*DESCRIPTION OF THE TASK*
Which lines of the data below contain the word "microphone"? Report each of those lines in full.

*RECORDS PROVIDED*
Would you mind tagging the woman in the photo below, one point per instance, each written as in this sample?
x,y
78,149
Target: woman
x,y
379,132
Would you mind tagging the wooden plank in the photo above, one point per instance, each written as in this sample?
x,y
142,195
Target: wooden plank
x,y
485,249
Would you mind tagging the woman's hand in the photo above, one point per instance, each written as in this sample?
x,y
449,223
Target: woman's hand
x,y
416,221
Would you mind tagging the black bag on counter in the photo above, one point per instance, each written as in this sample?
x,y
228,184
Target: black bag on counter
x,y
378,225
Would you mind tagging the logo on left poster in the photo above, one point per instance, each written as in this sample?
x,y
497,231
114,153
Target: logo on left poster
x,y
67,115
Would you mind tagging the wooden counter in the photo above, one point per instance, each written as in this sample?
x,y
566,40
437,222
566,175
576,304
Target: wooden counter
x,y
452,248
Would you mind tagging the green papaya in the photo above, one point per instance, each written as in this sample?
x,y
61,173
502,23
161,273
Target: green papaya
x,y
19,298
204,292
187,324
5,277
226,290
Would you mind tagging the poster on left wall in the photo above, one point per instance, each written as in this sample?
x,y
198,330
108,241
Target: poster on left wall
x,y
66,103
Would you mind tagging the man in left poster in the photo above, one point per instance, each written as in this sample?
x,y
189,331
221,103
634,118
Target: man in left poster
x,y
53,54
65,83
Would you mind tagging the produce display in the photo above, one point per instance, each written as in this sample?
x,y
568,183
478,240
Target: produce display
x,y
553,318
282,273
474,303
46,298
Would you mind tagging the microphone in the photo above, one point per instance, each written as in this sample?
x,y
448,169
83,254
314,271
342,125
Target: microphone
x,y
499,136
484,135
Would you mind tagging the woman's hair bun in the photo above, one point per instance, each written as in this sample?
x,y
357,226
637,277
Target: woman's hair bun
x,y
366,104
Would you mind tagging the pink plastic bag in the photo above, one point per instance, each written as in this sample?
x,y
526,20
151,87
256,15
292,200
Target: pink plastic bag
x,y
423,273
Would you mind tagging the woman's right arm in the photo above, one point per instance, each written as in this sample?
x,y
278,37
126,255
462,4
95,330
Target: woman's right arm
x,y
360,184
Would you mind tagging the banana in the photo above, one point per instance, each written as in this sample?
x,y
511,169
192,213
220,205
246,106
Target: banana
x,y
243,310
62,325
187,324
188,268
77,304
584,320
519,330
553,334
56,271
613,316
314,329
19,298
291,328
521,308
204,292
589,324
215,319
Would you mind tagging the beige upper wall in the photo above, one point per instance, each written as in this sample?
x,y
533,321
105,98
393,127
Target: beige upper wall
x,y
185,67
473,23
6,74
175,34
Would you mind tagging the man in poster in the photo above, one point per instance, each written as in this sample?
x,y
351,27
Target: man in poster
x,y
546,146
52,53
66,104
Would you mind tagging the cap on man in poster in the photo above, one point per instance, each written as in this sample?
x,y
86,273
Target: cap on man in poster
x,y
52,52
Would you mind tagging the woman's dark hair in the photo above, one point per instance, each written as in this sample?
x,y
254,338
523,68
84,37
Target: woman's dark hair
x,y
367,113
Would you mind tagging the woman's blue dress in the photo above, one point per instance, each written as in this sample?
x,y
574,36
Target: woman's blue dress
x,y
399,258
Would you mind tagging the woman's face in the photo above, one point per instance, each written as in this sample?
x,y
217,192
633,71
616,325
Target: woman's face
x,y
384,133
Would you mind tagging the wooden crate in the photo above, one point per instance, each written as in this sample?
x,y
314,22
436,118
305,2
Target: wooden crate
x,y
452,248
...
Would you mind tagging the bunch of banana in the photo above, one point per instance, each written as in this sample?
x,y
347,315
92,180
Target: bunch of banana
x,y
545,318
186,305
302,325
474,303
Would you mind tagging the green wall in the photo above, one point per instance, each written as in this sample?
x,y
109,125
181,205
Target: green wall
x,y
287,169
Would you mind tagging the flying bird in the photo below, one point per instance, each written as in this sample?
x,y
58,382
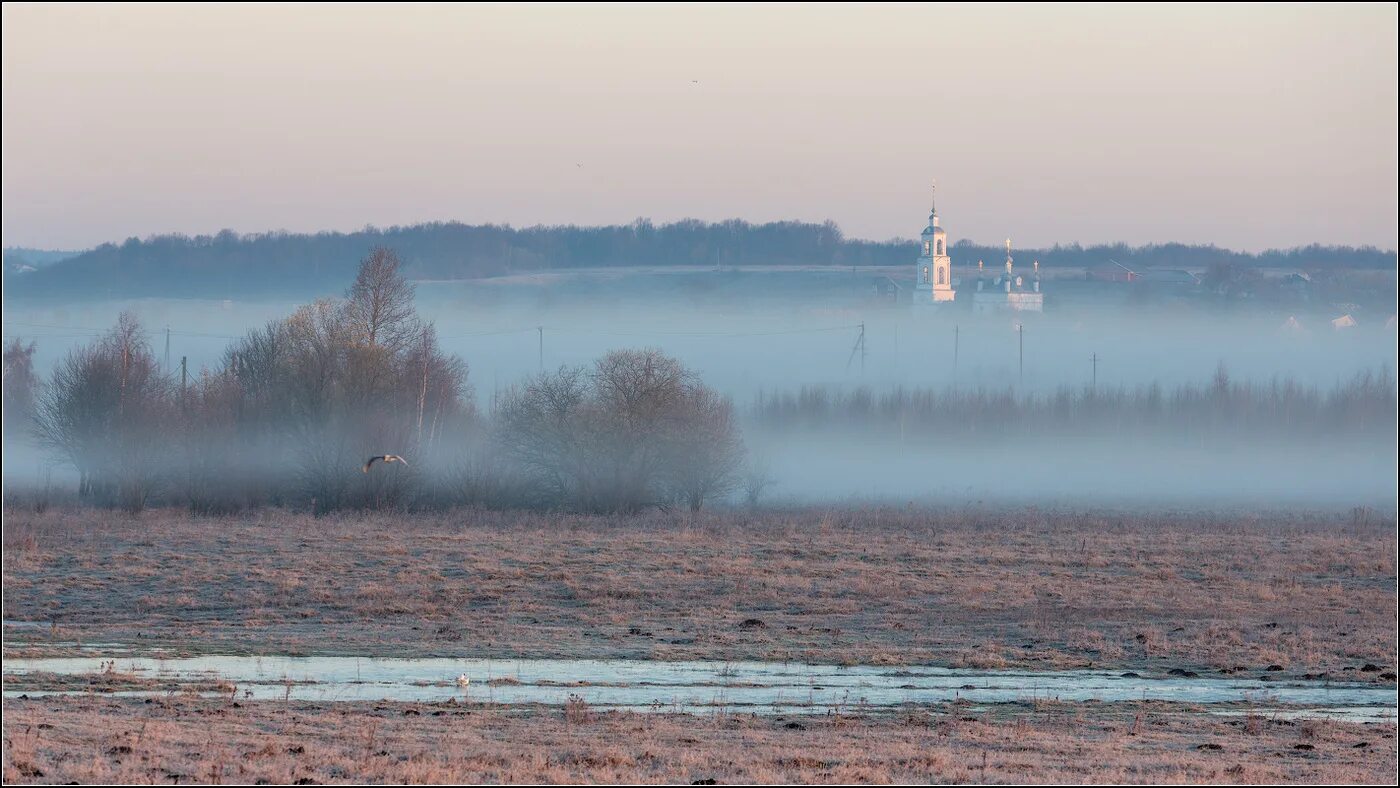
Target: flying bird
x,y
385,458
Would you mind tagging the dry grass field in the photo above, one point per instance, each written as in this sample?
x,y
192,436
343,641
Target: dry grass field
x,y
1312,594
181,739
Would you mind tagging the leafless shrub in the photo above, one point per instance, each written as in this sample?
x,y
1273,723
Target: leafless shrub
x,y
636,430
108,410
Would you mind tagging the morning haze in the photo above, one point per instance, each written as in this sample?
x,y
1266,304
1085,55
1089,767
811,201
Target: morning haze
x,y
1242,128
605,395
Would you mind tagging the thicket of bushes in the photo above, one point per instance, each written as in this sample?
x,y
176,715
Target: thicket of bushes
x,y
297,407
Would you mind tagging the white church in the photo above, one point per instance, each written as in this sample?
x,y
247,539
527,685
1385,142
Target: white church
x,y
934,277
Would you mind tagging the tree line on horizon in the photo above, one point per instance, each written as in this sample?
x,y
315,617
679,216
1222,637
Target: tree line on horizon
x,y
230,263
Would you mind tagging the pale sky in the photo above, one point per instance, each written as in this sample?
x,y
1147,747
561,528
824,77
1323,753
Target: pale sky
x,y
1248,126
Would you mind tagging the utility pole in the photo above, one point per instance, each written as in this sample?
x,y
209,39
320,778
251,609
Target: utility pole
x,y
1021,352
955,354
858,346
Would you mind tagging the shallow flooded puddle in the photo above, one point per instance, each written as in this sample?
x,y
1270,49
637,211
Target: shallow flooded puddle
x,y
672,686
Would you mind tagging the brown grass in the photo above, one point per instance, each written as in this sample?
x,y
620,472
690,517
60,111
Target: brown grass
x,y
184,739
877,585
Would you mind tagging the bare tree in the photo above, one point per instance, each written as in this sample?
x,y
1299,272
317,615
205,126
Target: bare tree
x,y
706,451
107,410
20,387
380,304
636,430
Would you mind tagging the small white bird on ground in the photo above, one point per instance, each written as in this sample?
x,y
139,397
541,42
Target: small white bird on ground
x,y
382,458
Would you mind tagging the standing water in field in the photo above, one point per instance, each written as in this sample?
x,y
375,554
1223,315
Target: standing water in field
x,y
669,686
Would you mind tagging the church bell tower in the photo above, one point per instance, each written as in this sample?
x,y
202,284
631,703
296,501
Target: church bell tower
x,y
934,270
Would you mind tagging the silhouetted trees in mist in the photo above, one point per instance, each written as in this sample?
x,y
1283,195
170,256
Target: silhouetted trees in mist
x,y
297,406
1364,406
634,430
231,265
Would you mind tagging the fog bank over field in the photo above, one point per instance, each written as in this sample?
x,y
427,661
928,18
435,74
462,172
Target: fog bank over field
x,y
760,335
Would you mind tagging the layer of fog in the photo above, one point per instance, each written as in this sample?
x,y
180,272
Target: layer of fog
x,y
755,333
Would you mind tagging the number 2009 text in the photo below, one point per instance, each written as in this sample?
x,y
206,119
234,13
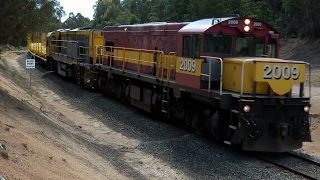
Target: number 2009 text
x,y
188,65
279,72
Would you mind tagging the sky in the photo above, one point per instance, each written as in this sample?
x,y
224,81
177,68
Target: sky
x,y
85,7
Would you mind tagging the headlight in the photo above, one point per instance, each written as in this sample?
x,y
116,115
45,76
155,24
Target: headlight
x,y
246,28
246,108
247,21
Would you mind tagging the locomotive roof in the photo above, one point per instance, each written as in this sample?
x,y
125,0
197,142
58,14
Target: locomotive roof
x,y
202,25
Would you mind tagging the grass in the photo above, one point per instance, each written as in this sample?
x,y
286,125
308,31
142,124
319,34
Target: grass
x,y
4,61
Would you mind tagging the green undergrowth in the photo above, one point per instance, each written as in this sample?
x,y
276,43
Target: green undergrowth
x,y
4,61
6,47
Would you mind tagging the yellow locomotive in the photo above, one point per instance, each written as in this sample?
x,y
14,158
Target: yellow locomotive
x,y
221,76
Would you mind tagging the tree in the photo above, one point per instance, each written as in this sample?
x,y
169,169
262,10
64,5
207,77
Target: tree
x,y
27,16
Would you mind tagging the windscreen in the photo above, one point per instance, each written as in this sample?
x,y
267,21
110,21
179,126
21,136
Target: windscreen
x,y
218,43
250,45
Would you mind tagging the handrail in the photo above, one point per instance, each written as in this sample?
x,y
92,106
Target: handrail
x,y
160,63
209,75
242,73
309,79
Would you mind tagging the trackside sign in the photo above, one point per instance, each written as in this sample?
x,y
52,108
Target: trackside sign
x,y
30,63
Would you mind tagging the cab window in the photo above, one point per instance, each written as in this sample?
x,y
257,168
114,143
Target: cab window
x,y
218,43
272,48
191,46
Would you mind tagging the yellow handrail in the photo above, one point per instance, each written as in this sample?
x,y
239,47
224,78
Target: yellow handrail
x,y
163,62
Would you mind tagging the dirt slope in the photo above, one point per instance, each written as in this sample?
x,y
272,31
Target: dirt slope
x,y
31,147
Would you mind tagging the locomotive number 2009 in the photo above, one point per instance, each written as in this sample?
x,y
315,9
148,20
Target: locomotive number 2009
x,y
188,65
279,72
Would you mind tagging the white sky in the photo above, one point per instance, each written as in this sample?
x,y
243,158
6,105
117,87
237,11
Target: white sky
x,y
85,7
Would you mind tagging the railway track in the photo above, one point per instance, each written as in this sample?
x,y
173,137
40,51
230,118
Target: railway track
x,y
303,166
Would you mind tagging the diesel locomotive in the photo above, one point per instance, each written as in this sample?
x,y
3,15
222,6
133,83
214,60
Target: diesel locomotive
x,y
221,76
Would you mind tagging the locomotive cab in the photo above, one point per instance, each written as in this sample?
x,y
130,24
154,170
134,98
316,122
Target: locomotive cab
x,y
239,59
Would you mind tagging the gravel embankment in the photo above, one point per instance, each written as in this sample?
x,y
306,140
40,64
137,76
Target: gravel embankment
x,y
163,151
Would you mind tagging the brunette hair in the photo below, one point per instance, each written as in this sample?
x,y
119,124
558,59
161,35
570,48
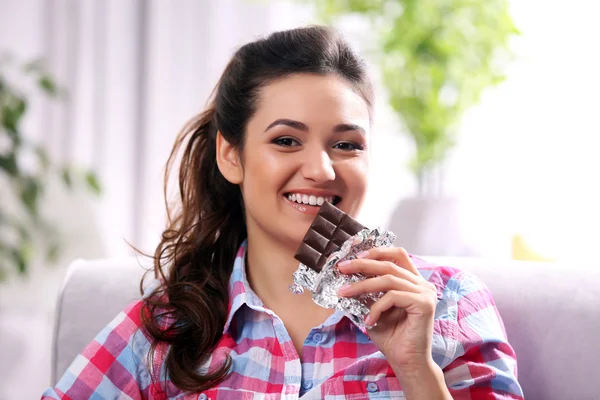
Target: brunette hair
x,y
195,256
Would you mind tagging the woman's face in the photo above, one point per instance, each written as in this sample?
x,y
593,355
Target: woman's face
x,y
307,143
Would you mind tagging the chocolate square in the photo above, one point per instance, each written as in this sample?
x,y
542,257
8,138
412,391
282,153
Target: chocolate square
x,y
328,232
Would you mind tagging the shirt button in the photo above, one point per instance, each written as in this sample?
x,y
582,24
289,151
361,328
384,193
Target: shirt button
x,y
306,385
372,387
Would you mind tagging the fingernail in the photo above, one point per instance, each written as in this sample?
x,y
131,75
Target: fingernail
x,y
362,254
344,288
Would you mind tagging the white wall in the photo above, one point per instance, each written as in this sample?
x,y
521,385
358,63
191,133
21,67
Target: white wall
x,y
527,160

*THE REPLY*
Would you mind tagging the microphone in the photo above, one point per instance, each written as in this sample?
Target: microphone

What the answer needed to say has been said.